EXERCISE DESCRIPTION —
Output every one of the records below word for word, line by line, changing nothing.

GIVEN DATA —
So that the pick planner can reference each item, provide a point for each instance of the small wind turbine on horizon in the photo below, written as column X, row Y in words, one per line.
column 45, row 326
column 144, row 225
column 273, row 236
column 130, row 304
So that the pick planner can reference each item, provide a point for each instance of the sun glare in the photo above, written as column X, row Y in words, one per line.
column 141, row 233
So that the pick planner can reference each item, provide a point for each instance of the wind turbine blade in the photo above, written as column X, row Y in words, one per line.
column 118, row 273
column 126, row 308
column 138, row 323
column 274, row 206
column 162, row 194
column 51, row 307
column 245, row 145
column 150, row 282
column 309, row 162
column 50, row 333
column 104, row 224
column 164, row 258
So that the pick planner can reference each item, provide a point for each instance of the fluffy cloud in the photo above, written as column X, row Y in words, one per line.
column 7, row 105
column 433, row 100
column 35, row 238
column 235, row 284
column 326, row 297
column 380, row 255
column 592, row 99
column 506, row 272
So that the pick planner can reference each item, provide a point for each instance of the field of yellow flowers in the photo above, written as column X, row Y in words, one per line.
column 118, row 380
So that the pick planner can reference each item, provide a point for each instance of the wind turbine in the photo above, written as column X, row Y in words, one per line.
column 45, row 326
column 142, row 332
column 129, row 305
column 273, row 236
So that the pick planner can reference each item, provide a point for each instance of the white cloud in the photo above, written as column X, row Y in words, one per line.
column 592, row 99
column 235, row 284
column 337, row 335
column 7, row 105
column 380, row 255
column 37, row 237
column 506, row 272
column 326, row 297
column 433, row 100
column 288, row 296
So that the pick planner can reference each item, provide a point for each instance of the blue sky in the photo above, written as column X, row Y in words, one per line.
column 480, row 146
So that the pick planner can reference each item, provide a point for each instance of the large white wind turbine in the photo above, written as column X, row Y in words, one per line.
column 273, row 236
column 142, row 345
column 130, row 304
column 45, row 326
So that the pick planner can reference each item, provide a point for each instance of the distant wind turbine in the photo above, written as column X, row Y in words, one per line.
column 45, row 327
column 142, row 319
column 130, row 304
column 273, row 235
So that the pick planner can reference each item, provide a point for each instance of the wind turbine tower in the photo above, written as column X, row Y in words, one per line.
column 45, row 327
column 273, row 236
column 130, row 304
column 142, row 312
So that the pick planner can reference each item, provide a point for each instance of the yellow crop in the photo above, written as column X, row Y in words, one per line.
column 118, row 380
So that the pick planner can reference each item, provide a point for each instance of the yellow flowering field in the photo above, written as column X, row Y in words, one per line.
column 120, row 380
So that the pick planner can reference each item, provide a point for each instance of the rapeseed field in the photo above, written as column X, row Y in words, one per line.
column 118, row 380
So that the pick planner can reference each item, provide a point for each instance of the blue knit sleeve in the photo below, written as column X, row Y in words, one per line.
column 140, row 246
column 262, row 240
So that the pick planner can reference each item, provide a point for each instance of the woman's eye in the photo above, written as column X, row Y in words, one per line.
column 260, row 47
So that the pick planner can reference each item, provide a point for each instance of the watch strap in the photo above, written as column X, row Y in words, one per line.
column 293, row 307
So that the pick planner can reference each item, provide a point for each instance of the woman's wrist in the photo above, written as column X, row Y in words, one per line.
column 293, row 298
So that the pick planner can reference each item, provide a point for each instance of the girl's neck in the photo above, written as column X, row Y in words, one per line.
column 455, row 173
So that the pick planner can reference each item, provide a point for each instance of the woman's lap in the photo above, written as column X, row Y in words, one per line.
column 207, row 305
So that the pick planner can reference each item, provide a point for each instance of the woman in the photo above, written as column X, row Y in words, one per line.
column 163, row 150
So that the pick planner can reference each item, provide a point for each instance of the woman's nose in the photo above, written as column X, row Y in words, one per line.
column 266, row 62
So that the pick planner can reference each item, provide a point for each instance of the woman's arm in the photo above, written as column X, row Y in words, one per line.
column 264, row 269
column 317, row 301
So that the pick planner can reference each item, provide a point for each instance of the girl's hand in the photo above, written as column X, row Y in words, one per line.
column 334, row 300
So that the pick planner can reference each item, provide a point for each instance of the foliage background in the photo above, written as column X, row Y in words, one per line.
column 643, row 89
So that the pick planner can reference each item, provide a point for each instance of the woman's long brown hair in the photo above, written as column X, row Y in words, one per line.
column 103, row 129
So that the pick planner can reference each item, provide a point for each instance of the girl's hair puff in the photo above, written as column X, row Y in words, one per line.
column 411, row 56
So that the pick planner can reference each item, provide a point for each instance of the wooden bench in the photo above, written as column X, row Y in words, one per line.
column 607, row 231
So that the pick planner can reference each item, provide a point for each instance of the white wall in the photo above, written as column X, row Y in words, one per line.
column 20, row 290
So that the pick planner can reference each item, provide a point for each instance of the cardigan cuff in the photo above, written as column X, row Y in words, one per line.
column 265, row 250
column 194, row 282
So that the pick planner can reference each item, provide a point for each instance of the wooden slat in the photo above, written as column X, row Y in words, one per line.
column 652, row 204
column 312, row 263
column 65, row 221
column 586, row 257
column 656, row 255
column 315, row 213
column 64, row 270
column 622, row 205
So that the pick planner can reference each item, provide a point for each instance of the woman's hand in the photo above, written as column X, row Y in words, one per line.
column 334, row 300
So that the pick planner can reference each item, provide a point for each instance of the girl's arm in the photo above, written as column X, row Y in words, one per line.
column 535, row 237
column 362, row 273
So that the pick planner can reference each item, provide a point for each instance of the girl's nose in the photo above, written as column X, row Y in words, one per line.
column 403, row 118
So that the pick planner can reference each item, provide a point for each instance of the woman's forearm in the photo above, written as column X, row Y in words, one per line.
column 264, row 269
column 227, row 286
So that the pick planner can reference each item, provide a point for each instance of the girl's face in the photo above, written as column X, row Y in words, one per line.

OUTPUT BELOW —
So that the pick planner can reference each item, provide a point for each instance of the small wind turbine on horizon in the photo below, written as column X, row Y in words, one per line.
column 45, row 326
column 144, row 225
column 273, row 236
column 130, row 304
So that the pick planner can reference each item, provide a point for each instance of the sun glare in the photo above, written as column X, row Y in words, one per line.
column 141, row 233
So that the pick planner can reference each item, provide a point for each instance of the wind turbine blade in the photo above, written as column X, row Y in words, one per line.
column 118, row 273
column 126, row 308
column 138, row 323
column 274, row 206
column 162, row 194
column 51, row 307
column 245, row 145
column 150, row 282
column 309, row 162
column 50, row 333
column 104, row 224
column 164, row 258
So that the pick planner can reference each item, provide a point for each instance of the fluffy cloud in the photo above, written as column X, row Y in words, one per line.
column 7, row 105
column 433, row 100
column 35, row 238
column 235, row 284
column 326, row 297
column 380, row 255
column 592, row 99
column 506, row 272
So that the pick planner can reference each item, provide a point for each instance of the field of yellow flowers in the photo above, written as column X, row Y in words, one per line.
column 118, row 380
So that the pick planner can reference each item, provide a point for each instance of the wind turbine in the photo above, written as column X, row Y in words, one per line.
column 45, row 326
column 142, row 332
column 129, row 305
column 273, row 236
So that the pick planner can reference each item, provide a point for each instance of the white cloud in the photo above, written as column X, row Y in words, one per line.
column 592, row 99
column 235, row 284
column 337, row 335
column 7, row 105
column 380, row 255
column 37, row 237
column 506, row 272
column 326, row 297
column 433, row 100
column 288, row 296
So that the pick planner can reference each item, provide a point for each instance of the blue sky in the photo above, written as column X, row Y in words, one per line.
column 480, row 146
So that the pick planner can reference each item, provide a point for each instance of the large white wind turbine in the photo above, written as column X, row Y in words, one per line.
column 273, row 236
column 142, row 345
column 130, row 304
column 45, row 326
So that the pick planner can reference each item, provide a point for each instance of the distant wind turbine in the photo above, written as column X, row Y in words, one per line.
column 45, row 327
column 142, row 319
column 130, row 304
column 273, row 235
So that the pick planner can reference each item, provide a point for each instance of the wind turbine tower in the photo above, written as column X, row Y in words, one per line.
column 45, row 327
column 273, row 236
column 130, row 304
column 142, row 312
So that the pick planner can reference each item, provide a point for each instance of the yellow crop in the photo above, written as column X, row Y in words, one per line.
column 118, row 380
So that the pick planner can reference each item, provide a point for each instance of the yellow flowering field in the photo above, written as column X, row Y in words, one per line.
column 120, row 380
So that the pick planner can reference each item, provide a point for each instance of the rapeseed field in the photo above, written as column X, row Y in words, one per line.
column 118, row 380
So that the pick planner can reference each item, provide a point for each instance of the blue knit sleeve in the photo below, written as column X, row Y in words, one per line.
column 140, row 246
column 262, row 240
So that the pick planner can reference each item, provide a point for each instance of the woman's eye in the photo above, written as column X, row Y in words, one per line.
column 260, row 47
So that the pick planner can reference each item, provide a point for each instance of the watch strap in the photo above, written as column X, row Y in words, one per line.
column 293, row 307
So that the pick planner can reference each item, provide a point for each instance of the woman's wrist in the photo above, written as column X, row Y in words, one per line.
column 293, row 298
So that the pick planner can reference each item, provide a point for each instance of the girl's neck in the photo above, written as column X, row Y in words, one per line.
column 455, row 173
So that the pick planner can reference each item, provide a point for each instance of the woman's lap in the photo above, written as column X, row Y in words, one per line.
column 207, row 305
So that the pick planner can reference each item, provide a point for each instance of the woman in the photo above, written as column X, row Y in words, one per line.
column 163, row 150
So that the pick planner can reference each item, provide a point for each instance of the woman's nose in the photo above, written as column X, row Y in words, one per line.
column 266, row 62
So that the pick planner can reference each item, provide a point for each instance of the woman's arm in the photo above, written as column X, row Y in words, one per line.
column 264, row 269
column 317, row 301
So that the pick planner can reference each item, provide a point for each instance of the girl's hand in the photo above, written as column X, row Y in words, one per line.
column 334, row 300
So that the pick planner can reference each item, provide a point for each instance of the foliage background in the photo above, written as column X, row Y in words, one per line.
column 643, row 89
So that the pick planner can reference each item, provide a point for each instance of the woman's long brown hair in the photo above, written as column X, row Y in words, one per line.
column 103, row 129
So that the pick planner can reference each item, provide a point for each instance of the girl's hair puff in the photo above, written as column X, row Y in words, one per line.
column 411, row 56
So that the pick planner can reference each item, provide a point for each instance of the wooden bench in the photo above, written as column X, row Y in words, one per line.
column 607, row 231
So that the pick planner can reference each item, provide a point for each instance of the white wall in the photo above, written as column X, row Y in words, one per line.
column 20, row 290
So that the pick planner can reference each item, provide a point for each instance of the cardigan cuff in the photo above, written as column X, row Y in words, one per line.
column 265, row 250
column 194, row 282
So that the pick planner can reference each item, provide a point for each instance of the wooden slat in the photo above, written as column X, row Y in words, one per line.
column 652, row 204
column 312, row 263
column 65, row 221
column 586, row 257
column 656, row 255
column 315, row 213
column 64, row 270
column 622, row 205
So that the pick planner can reference each item, provide a point for each instance of the woman's hand in the photo above, written as column X, row Y in words, one per line.
column 334, row 300
So that the pick planner can reference each item, provide a point for each instance of the girl's arm in the photo above, written as column X, row Y in words, one per line.
column 535, row 237
column 362, row 273
So that the pick planner can reference each item, provide a point for each instance of the girl's nose in the photo above, written as column X, row Y in words, one per line.
column 403, row 118
So that the pick planner can reference each item, provide a point for each instance of the woman's forearm in the photo above, written as column X, row Y in words, one per line.
column 264, row 269
column 227, row 286
So that the pick planner can reference each item, provide a point for each instance of the girl's face in the photo above, written as column X, row Y in words, one per line.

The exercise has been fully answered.